→ **Short problem**: Swap "stone column" for "stone pillar" in the stretch from the line containing "Where can the tan" through the end of the items, and write out only that stretch with nothing else changed.

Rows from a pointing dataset

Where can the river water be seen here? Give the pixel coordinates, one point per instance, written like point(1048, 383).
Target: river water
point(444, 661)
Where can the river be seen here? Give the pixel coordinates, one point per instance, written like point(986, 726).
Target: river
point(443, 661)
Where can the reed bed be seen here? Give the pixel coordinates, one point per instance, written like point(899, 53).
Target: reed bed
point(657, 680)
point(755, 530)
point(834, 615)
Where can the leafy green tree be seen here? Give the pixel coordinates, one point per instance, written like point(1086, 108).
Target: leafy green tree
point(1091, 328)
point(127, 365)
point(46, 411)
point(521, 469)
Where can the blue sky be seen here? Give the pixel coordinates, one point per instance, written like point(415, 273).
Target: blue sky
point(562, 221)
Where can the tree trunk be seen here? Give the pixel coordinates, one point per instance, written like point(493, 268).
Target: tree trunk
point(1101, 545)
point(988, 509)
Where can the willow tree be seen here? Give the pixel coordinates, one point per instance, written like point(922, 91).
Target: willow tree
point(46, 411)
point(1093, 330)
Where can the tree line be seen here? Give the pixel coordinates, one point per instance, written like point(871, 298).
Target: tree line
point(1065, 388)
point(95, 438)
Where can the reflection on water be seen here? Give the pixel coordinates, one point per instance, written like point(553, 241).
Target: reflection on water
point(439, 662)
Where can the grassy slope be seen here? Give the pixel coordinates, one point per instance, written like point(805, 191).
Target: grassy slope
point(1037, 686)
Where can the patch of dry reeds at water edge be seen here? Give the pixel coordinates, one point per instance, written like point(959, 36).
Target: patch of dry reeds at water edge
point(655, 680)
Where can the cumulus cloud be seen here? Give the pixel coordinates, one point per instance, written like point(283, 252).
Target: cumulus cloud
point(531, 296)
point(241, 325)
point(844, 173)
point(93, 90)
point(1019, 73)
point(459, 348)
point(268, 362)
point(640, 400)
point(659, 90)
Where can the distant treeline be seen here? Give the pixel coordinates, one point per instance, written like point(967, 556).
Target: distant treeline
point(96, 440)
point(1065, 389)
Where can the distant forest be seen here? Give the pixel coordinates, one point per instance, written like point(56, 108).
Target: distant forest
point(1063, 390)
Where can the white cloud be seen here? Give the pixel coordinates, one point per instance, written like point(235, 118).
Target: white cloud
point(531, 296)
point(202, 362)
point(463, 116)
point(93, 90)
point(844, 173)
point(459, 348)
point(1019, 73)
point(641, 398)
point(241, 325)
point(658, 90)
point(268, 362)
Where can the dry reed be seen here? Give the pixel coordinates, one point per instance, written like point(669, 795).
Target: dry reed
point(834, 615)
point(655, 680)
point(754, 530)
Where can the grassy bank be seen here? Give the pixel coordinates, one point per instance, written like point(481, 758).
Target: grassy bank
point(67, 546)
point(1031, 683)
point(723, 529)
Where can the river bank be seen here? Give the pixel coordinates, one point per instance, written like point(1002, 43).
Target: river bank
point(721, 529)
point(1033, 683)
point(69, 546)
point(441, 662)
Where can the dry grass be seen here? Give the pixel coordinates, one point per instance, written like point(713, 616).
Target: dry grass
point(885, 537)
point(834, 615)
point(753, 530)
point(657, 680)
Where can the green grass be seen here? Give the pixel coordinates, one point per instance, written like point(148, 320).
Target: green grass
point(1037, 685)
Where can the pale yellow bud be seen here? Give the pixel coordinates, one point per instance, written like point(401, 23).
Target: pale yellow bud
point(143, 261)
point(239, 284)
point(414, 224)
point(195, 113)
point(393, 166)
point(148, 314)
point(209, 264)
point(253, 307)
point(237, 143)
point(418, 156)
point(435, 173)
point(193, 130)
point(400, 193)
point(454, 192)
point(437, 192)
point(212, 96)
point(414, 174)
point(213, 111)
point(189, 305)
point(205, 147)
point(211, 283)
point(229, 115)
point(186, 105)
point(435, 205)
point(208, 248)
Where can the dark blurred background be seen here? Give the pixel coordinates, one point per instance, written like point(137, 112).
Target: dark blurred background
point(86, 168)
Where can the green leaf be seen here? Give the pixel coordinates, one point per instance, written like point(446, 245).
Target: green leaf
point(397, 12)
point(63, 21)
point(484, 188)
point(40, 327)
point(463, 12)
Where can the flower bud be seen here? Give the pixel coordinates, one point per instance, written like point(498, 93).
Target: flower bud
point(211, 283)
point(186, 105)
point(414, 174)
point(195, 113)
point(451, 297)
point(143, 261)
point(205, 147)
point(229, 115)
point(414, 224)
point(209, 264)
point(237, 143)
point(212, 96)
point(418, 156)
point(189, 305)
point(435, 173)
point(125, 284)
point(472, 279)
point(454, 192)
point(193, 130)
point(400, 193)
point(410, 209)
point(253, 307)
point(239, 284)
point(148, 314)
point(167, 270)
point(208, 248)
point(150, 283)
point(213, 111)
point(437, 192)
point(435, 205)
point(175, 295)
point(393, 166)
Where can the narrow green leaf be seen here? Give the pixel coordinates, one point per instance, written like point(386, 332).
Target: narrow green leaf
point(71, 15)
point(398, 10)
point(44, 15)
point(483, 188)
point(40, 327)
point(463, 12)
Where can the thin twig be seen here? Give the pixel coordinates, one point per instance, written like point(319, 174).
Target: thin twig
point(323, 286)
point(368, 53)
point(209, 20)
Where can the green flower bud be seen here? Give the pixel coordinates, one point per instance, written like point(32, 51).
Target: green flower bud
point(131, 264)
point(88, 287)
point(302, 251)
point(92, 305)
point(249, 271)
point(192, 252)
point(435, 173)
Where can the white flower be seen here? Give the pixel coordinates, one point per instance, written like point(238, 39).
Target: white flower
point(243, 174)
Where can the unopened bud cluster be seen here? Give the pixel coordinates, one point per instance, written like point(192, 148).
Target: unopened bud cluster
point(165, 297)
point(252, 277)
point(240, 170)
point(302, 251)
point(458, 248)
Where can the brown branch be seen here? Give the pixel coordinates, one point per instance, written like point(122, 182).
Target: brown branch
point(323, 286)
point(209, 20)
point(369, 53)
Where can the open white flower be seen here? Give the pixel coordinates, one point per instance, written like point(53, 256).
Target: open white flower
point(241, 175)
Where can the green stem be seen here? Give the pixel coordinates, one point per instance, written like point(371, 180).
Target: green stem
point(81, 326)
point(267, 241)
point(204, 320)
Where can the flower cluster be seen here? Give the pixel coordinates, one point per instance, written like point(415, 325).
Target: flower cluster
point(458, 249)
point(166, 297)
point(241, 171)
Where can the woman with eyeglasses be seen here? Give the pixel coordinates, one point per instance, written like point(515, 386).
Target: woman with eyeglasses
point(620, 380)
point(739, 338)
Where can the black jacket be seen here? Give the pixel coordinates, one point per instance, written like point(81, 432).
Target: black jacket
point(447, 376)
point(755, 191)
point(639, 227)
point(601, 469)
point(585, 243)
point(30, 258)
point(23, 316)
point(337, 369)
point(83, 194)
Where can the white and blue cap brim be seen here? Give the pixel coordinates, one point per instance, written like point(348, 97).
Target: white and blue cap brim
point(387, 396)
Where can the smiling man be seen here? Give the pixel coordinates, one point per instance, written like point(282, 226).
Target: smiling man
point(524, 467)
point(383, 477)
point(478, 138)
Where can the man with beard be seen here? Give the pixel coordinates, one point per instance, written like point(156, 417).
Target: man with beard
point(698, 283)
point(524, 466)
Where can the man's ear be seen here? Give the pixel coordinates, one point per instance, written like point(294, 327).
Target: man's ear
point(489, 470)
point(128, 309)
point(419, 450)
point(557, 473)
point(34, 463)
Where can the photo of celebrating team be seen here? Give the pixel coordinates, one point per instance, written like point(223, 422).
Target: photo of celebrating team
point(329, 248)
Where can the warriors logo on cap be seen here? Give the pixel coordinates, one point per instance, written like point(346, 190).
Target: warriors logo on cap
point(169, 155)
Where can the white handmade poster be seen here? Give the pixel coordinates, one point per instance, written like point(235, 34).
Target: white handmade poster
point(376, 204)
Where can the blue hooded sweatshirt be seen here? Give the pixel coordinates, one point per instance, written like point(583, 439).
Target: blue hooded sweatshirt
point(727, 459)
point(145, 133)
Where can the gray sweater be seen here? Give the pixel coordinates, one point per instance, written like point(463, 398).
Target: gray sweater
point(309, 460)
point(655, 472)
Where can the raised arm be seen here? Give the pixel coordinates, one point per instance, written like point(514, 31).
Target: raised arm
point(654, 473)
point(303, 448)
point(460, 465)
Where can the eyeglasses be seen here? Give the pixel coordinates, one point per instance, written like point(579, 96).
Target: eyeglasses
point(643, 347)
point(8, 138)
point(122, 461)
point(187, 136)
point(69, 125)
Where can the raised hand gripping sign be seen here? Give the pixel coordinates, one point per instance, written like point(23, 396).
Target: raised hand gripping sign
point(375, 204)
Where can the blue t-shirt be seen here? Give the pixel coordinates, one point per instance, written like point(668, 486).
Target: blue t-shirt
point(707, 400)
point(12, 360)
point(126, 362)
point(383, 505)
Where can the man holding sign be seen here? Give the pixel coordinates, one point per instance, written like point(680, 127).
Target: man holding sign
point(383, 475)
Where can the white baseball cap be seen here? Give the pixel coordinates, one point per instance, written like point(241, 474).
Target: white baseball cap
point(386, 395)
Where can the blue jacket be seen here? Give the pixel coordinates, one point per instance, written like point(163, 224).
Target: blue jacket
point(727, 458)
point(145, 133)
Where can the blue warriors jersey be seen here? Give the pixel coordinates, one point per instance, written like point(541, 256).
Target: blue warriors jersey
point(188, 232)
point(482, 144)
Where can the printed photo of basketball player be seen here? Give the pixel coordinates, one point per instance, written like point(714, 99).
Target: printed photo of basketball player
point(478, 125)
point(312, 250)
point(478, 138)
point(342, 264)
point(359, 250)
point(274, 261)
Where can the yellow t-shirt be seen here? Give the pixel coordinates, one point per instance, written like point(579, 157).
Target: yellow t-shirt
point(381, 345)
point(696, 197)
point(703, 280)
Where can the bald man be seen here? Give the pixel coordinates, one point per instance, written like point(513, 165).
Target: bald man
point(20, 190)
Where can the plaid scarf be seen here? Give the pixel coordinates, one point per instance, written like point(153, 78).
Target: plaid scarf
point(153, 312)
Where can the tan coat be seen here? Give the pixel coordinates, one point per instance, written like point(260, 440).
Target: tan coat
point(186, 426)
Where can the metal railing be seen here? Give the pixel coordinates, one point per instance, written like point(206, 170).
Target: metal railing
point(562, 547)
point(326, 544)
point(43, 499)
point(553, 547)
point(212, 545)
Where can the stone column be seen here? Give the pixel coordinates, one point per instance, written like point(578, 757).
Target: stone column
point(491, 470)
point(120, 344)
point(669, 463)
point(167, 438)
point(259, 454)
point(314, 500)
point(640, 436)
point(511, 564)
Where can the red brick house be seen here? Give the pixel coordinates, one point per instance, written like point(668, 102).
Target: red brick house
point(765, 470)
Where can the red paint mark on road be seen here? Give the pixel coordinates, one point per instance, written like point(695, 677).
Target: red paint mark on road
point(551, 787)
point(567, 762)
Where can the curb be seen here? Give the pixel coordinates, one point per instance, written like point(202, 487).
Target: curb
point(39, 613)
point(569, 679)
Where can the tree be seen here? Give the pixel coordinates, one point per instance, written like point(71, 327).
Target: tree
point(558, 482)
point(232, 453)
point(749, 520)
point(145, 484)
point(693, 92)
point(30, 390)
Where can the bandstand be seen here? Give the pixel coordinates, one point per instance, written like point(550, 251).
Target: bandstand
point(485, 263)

→ **Solution**:
Where can the tan coat be seen here? Give the pixel coordinates, one point per instance, written like point(260, 440).
Target: tan coat
point(186, 426)
Where can the metal railing be seen here? Give the pixel coordinates, one point per instance, written like point(206, 170).
Target: metal railing
point(562, 547)
point(326, 544)
point(43, 499)
point(553, 547)
point(212, 545)
Where can the stone pillar be seen here? Give the pixel coordinates, one point per instance, written like point(578, 757).
Target: stone pillar
point(491, 470)
point(120, 344)
point(669, 463)
point(167, 438)
point(259, 454)
point(314, 500)
point(640, 436)
point(511, 564)
Where can the red brick house be seen here? Give the pixel coordinates, one point per instance, written like point(668, 102).
Target: red brick house
point(765, 470)
Where can the red paint mark on road be seen here? Give the pixel coordinates, one point per instance, written like point(695, 677).
Target: red paint mark on road
point(551, 787)
point(567, 762)
Where can the curb be seen here? Give the pixel coordinates, one point per instance, written like point(202, 487).
Target: curb
point(39, 613)
point(569, 679)
Where can the tree be seen here? Give the pixel coordinates, one point per instance, written like point(71, 327).
Target: tree
point(558, 482)
point(232, 453)
point(749, 520)
point(145, 484)
point(693, 92)
point(30, 390)
Where can the bandstand be seen here? Give the pixel coordinates, one point per instance, written like point(550, 251).
Target: bandstand
point(485, 263)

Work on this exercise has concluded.